### PROBLEM DETAILS
Reproduce the part that opens with the line containing "pixel 132 379." and closes with the line containing "pixel 193 58" as a numbered list, leaving out any blank lines.
[START OF DATA SUPPLIED]
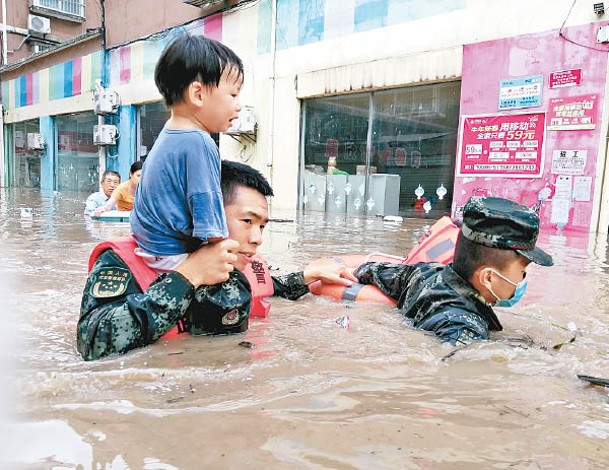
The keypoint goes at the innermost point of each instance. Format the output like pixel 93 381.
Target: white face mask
pixel 521 288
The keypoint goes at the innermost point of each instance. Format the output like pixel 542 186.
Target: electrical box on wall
pixel 35 141
pixel 38 24
pixel 105 134
pixel 106 102
pixel 246 123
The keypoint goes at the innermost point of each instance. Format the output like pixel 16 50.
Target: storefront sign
pixel 572 113
pixel 502 146
pixel 565 78
pixel 569 162
pixel 517 93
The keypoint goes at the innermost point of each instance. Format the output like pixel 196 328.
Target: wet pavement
pixel 310 393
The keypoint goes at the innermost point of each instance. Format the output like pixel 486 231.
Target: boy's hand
pixel 210 264
pixel 330 273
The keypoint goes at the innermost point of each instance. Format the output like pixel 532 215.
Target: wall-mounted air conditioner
pixel 35 141
pixel 38 24
pixel 106 102
pixel 105 134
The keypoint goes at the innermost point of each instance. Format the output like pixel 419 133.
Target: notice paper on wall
pixel 561 202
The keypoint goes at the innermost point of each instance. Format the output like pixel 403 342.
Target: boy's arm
pixel 115 316
pixel 204 192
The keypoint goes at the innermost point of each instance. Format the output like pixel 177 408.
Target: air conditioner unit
pixel 105 134
pixel 106 102
pixel 246 122
pixel 38 24
pixel 35 141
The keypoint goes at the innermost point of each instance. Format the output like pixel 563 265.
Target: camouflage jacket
pixel 435 297
pixel 116 316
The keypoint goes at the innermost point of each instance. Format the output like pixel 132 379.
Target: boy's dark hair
pixel 470 255
pixel 135 166
pixel 237 174
pixel 110 172
pixel 193 58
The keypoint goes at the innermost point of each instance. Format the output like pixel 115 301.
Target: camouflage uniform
pixel 438 299
pixel 435 297
pixel 115 316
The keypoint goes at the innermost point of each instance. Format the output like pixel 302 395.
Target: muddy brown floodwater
pixel 310 394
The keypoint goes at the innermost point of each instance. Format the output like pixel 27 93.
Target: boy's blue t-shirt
pixel 178 202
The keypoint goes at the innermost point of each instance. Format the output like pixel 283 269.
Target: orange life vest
pixel 257 274
pixel 261 284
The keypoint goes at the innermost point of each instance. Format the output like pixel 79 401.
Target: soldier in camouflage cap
pixel 496 244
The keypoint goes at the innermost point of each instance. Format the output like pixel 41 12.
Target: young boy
pixel 178 204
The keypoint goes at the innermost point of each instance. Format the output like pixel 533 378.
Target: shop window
pixel 77 158
pixel 390 152
pixel 24 164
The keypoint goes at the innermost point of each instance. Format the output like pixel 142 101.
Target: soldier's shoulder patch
pixel 110 282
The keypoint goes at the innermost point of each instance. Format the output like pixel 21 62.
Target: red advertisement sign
pixel 565 78
pixel 502 146
pixel 572 113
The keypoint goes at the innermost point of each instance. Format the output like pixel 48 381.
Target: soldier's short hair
pixel 234 174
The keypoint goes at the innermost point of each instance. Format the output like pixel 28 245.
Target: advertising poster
pixel 569 162
pixel 572 113
pixel 565 78
pixel 502 146
pixel 517 93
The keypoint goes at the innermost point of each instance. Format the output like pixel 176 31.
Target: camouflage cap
pixel 504 224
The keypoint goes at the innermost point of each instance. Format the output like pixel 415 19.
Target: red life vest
pixel 125 247
pixel 261 284
pixel 257 273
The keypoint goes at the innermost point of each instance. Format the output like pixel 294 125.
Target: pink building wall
pixel 486 64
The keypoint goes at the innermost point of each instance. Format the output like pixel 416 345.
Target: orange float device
pixel 437 245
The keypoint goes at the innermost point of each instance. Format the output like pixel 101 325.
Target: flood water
pixel 310 394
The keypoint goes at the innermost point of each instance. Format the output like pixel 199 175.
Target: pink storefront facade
pixel 531 125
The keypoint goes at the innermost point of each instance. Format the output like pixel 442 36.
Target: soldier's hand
pixel 210 264
pixel 332 273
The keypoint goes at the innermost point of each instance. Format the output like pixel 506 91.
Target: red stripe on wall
pixel 29 89
pixel 76 76
pixel 125 65
pixel 213 27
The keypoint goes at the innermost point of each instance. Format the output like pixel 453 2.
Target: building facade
pixel 378 107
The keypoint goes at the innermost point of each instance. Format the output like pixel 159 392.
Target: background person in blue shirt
pixel 178 204
pixel 110 180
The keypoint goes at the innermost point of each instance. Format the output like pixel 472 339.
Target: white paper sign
pixel 564 187
pixel 560 211
pixel 569 162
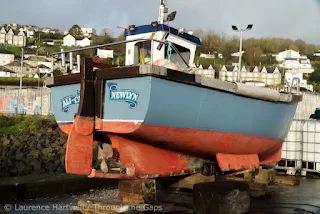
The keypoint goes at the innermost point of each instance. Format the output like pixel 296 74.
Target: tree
pixel 76 32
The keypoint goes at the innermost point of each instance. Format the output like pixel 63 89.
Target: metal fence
pixel 32 101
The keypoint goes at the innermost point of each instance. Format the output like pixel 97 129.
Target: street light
pixel 249 27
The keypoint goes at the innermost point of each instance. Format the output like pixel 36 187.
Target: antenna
pixel 162 11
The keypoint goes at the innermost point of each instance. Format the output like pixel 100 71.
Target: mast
pixel 162 11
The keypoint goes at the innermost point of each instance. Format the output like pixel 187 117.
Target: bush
pixel 15 81
pixel 22 124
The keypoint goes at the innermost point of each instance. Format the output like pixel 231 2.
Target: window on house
pixel 142 50
pixel 176 59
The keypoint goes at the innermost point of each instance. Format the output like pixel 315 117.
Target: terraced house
pixel 269 76
pixel 10 37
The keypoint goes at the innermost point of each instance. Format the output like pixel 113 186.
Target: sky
pixel 294 19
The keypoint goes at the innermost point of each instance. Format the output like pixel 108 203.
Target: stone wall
pixel 41 151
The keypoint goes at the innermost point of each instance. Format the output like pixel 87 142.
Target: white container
pixel 292 147
pixel 311 145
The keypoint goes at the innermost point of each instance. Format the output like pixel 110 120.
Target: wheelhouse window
pixel 176 59
pixel 142 51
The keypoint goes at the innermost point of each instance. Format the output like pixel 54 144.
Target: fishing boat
pixel 158 116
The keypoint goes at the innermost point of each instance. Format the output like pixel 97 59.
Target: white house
pixel 84 42
pixel 6 58
pixel 69 40
pixel 301 64
pixel 5 72
pixel 280 57
pixel 289 76
pixel 88 32
pixel 105 53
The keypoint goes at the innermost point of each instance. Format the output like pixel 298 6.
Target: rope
pixel 169 51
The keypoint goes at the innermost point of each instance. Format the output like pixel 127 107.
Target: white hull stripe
pixel 123 121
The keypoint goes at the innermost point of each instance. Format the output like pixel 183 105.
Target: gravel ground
pixel 301 199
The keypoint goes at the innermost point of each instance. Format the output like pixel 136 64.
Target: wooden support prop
pixel 265 176
pixel 222 197
pixel 79 152
pixel 138 191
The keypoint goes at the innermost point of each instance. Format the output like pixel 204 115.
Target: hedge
pixel 23 124
pixel 15 81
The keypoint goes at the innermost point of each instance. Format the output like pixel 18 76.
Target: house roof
pixel 295 59
pixel 18 64
pixel 270 70
pixel 2 68
pixel 43 66
pixel 39 58
pixel 251 68
pixel 230 67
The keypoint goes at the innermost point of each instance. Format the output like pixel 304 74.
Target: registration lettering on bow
pixel 125 95
pixel 69 101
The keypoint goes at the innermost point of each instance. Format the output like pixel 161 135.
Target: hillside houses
pixel 13 37
pixel 70 41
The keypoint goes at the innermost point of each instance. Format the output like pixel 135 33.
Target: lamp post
pixel 249 27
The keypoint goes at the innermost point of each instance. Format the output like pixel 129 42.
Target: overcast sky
pixel 271 18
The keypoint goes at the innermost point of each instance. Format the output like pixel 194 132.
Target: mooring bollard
pixel 221 197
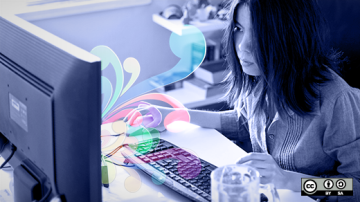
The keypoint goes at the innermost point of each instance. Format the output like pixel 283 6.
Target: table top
pixel 207 144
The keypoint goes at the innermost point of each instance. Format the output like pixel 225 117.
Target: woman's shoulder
pixel 335 90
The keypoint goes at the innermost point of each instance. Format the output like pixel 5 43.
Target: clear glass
pixel 239 183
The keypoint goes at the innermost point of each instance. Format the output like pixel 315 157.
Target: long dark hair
pixel 290 49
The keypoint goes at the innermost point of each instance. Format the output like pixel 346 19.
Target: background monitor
pixel 50 109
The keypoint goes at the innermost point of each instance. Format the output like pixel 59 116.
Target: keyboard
pixel 173 167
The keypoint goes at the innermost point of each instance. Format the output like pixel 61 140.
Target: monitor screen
pixel 50 104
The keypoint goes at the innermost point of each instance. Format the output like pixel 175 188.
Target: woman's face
pixel 243 41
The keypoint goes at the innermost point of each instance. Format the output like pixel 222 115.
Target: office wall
pixel 129 32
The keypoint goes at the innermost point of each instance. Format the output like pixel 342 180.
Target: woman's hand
pixel 269 170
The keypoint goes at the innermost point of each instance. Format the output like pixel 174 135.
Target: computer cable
pixel 124 165
pixel 13 149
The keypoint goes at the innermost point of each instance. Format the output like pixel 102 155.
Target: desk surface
pixel 207 144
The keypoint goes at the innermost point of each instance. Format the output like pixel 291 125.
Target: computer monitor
pixel 50 110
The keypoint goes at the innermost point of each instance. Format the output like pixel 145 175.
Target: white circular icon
pixel 340 184
pixel 310 186
pixel 328 184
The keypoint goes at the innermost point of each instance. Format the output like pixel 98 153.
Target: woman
pixel 303 118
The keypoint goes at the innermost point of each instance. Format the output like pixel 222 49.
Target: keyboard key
pixel 201 187
pixel 187 185
pixel 198 192
pixel 192 181
pixel 162 163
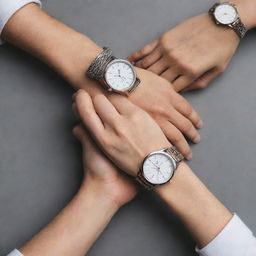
[END OF DATA SUPPLIED]
### OUTPUT
1. The keypoint goes at the innermost point of each instance. Format the output like pixel 132 379.
2. Target: boy's dark hair
3. pixel 470 255
4. pixel 135 166
5. pixel 237 174
6. pixel 110 172
7. pixel 193 58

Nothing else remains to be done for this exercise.